** BRANO DA LEGGERE **
======

Non è certo un commento ottimista quello di Severino Santiapichi, uno dei magistrati più informati e competenti sulle vicende del terrorismo, per 20 anni presidente della I Corte d´Assise di Roma. Siciliano di Scicli (Ragusa), 78 anni, autore di numerosi testi di diritto, cortese e inflessibile al tempo stesso durante i dibattimenti, Santiapichi ha presieduto tutti i principali processi del caso Moro, ha diretto con mano di ferro le udienze sull´attentato al Papa, si è occupato dei Nuclei Armati Proletari e dei gruppi eversivi di destra oltre che dei più clamorosi fattacci di cronaca nera romana. Nel 1985 la nomina a procuratore generale presso la Corte d´Appello di Perugia. Oggi è in pensione ma il suo resta il parere di un esperto, un punto d´osservazione privilegiato sulle nuove fiammate delle Brigate Rosse. E come al solito va dritto al sodo.
- Non si può dire che i brigatisti siano stati annientati?
- "Mi sembra un´affermazione priva di fondamento. La vastità, il numero, il rilievo dei nuovi "bersagli"da colpire, l´importanza delle cariche istituzionali di alcuni personaggi finiti nel mirino fanno pensare a un´organizzazione ben ramificata, a una struttura solida che non può limitarsi soltanto alle persone arrestate dalle forze dell´ordine. Tra l´altro alcuni obiettivi erano persone sconosciute, di cui si parla solo nella stampa specializzata e questo fa nascere un drammatico sostetto".
- Connivenze interne?
- "Si, certamente. E´ un´ipotesi che, alla luce dei fatti, non può essere scartata".
- Nota differenze sostanziali tra vecchi e nuovi brigatisti?
- "L´unico, vero, cambiamento mi sembra l´abbandono del materiale cartaceo, dei documenti ciclostilati, a favore dei supporti elettronici. Per il resto, le tecniche di indagine mi sembrano identiche a quelle di vent´anni fa: pedinamenti, controllo degli orari, degli spostamenti dei "soggetti"come li definiscono loro. Mi sembra di rivedere certi passi dell´inchiesta brigatista su Moro, i pedinamenti da casa all´Università, le staffette e tante altre cose".
- Un tipo di indagine fatta sulla strada?
- "Si, perché i brigatisti non possono disporre di strumenti sofisticati come le intercettazioni telefoniche. Ma non per questo le loro tecniche investigative sono da prendere sottogamba. E le forze dell´ordine hanno dovuto dispiegare una grande professionalità per identificare e arrestare i terroristi. E´ stato un lavoro difficilissimo".

======

** DATI FORNITI **
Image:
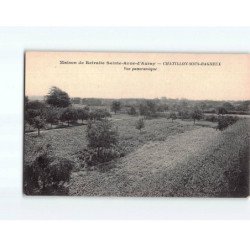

======

** ISTRUZIONI **
- 1) Secondo il brano, in quale anno Santiapichi fu nominato procuratore generale presso la Corte d'Appello di Perugia?
- 2) Modifica il brano riscrivendo la parte compresa tra "- Non si può" e "- Connivenze interne?", estremi inclusi, e sostituisci "stampa specializzata" con "stampa di settore".
- 3) Riassumi il brano in due frasi.
Il materiale proviene da una fonte diversa dal brano.

** RISPOSTE **
- 1) Nel 1985.

- 2)
- Non si può dire che i brigatisti siano stati annientati?
- "Mi sembra un´affermazione priva di fondamento. La vastità, il numero, il rilievo dei nuovi "bersagli"da colpire, l´importanza delle cariche istituzionali di alcuni personaggi finiti nel mirino fanno pensare a un´organizzazione ben ramificata, a una struttura solida che non può limitarsi soltanto alle persone arrestate dalle forze dell´ordine. Tra l´altro alcuni obiettivi erano persone sconosciute, di cui si parla solo nella stampa di settore e questo fa nascere un drammatico sostetto".
- Connivenze interne?

- 3) Severino Santiapichi, per 20 anni presidente della I Corte d'Assise di Roma e oggi in pensione, giudica priva di fondamento l'idea che i brigatisti siano stati annientati e non scarta l'ipotesi di connivenze interne. Per lui l'unico vero cambiamento tra vecchi e nuovi brigatisti è l'abbandono dei documenti ciclostilati a favore dei supporti elettronici, mentre le tecniche di indagine, come i pedinamenti, sono rimaste identiche.